Information provided —
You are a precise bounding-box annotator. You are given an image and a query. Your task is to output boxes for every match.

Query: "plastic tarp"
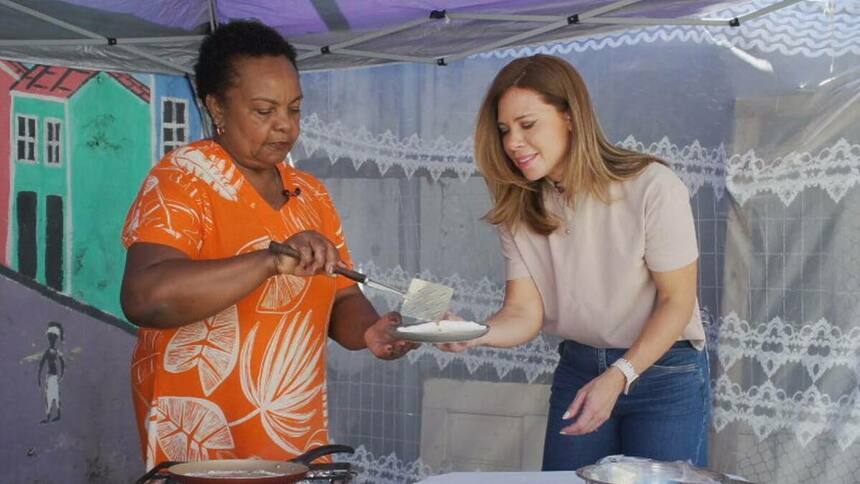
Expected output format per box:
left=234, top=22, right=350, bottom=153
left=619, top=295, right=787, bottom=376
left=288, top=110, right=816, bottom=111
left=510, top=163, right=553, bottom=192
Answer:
left=290, top=2, right=860, bottom=482
left=4, top=1, right=855, bottom=483
left=0, top=0, right=796, bottom=73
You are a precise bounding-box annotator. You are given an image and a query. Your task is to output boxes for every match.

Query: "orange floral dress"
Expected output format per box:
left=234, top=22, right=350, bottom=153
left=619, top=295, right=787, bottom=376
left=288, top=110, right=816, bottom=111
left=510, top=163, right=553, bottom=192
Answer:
left=121, top=140, right=354, bottom=468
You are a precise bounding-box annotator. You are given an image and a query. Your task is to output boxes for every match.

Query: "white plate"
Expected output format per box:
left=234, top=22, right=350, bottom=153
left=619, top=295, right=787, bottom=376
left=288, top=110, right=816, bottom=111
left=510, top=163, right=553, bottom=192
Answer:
left=393, top=320, right=489, bottom=343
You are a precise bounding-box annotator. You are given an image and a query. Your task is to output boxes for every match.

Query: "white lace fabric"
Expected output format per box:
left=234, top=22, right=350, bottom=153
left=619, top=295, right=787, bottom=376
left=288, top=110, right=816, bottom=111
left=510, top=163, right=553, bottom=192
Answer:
left=299, top=2, right=860, bottom=483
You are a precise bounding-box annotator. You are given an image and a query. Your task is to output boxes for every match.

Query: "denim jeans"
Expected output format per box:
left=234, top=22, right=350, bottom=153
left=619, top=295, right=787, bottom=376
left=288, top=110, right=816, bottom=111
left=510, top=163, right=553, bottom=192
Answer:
left=541, top=339, right=711, bottom=471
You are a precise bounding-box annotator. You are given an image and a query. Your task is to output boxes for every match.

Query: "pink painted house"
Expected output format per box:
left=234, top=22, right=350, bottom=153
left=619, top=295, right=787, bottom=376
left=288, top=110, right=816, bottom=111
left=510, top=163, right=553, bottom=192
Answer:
left=0, top=60, right=29, bottom=265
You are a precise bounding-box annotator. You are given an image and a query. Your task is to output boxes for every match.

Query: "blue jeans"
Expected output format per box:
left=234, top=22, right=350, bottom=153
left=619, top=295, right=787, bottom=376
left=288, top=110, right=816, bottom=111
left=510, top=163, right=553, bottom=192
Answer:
left=542, top=339, right=710, bottom=471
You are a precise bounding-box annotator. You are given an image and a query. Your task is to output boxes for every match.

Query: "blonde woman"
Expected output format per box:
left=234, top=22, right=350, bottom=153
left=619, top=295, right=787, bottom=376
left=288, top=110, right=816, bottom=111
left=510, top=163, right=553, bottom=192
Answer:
left=441, top=54, right=709, bottom=470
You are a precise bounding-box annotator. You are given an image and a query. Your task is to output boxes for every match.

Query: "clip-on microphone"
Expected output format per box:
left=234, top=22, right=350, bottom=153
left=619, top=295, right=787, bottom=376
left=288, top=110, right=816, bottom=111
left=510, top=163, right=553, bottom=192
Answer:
left=282, top=187, right=302, bottom=202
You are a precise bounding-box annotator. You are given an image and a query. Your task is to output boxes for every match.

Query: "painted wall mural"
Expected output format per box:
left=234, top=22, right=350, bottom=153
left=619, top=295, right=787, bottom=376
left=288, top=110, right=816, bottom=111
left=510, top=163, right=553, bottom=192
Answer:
left=37, top=321, right=66, bottom=424
left=0, top=61, right=203, bottom=482
left=1, top=265, right=142, bottom=483
left=0, top=60, right=203, bottom=316
left=1, top=61, right=29, bottom=266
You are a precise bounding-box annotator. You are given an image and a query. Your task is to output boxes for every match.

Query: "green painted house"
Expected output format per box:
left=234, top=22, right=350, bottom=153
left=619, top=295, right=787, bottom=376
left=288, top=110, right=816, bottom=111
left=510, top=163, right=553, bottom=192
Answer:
left=10, top=66, right=151, bottom=316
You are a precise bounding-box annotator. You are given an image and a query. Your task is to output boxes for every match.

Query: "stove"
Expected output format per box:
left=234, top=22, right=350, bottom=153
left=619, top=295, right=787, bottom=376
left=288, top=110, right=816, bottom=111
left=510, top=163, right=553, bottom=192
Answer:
left=136, top=461, right=356, bottom=483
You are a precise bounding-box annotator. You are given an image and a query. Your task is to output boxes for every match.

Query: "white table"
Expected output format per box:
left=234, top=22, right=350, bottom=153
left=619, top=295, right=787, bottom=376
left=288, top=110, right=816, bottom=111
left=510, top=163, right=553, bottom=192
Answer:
left=416, top=471, right=584, bottom=483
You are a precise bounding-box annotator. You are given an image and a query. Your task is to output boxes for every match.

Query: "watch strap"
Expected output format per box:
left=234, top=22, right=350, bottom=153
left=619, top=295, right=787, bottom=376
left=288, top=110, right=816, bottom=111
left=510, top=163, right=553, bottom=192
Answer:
left=611, top=357, right=639, bottom=395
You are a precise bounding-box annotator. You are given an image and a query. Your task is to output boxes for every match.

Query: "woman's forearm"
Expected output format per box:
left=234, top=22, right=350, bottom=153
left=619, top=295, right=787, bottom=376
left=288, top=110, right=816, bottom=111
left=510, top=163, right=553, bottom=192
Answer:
left=620, top=262, right=699, bottom=374
left=481, top=303, right=543, bottom=347
left=622, top=295, right=695, bottom=373
left=121, top=249, right=277, bottom=328
left=328, top=286, right=378, bottom=350
left=478, top=276, right=544, bottom=348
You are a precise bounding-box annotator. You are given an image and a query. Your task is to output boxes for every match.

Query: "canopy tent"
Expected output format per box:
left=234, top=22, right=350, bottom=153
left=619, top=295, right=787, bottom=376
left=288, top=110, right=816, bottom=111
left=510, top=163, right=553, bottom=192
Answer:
left=0, top=0, right=801, bottom=73
left=3, top=1, right=859, bottom=484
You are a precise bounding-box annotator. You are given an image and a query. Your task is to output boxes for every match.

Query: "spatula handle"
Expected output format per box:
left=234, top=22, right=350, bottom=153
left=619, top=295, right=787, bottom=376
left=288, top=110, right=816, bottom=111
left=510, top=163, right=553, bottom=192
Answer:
left=268, top=240, right=367, bottom=283
left=332, top=265, right=367, bottom=283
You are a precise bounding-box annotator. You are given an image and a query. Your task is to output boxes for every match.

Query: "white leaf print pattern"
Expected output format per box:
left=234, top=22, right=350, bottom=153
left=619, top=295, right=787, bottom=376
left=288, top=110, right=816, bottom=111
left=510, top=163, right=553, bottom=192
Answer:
left=164, top=306, right=240, bottom=396
left=149, top=396, right=235, bottom=463
left=306, top=428, right=329, bottom=452
left=145, top=409, right=158, bottom=470
left=280, top=176, right=324, bottom=234
left=131, top=331, right=161, bottom=406
left=142, top=175, right=159, bottom=195
left=260, top=272, right=308, bottom=312
left=171, top=146, right=243, bottom=201
left=236, top=237, right=310, bottom=313
left=239, top=311, right=323, bottom=455
left=124, top=175, right=201, bottom=243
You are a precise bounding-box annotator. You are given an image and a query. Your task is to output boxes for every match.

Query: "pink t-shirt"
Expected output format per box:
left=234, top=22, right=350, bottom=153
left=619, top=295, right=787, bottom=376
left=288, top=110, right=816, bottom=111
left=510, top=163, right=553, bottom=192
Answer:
left=500, top=162, right=705, bottom=349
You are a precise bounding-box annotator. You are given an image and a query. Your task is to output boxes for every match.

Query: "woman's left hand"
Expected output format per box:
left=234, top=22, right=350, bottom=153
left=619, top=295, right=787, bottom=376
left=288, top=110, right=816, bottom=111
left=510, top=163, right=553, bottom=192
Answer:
left=559, top=368, right=626, bottom=435
left=364, top=312, right=420, bottom=360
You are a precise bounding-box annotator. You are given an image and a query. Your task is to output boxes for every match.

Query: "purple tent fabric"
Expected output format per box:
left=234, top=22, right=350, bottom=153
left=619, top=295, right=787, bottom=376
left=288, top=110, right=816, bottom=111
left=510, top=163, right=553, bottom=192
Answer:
left=56, top=0, right=745, bottom=35
left=0, top=1, right=770, bottom=73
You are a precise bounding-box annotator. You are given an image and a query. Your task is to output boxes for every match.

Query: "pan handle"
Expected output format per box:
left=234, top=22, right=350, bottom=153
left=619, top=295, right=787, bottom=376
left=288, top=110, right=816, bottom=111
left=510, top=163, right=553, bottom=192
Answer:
left=289, top=444, right=355, bottom=466
left=135, top=461, right=181, bottom=484
left=268, top=241, right=367, bottom=283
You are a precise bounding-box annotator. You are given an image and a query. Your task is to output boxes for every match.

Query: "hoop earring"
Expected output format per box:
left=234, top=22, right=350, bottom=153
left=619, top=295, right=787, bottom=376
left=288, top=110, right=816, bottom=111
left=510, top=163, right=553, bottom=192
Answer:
left=215, top=124, right=225, bottom=136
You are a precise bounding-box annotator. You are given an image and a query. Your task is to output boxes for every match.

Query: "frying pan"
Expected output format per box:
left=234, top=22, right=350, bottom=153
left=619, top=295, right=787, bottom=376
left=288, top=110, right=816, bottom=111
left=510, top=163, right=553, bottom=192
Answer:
left=136, top=444, right=353, bottom=484
left=268, top=241, right=453, bottom=322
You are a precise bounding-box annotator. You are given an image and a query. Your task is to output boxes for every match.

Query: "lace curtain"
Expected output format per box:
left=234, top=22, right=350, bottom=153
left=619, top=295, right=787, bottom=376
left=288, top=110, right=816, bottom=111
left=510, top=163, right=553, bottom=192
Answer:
left=292, top=1, right=860, bottom=482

Exercise directions —
State how many lines in the listing above contain the string "white". Include no other words.

Finished exercise —
4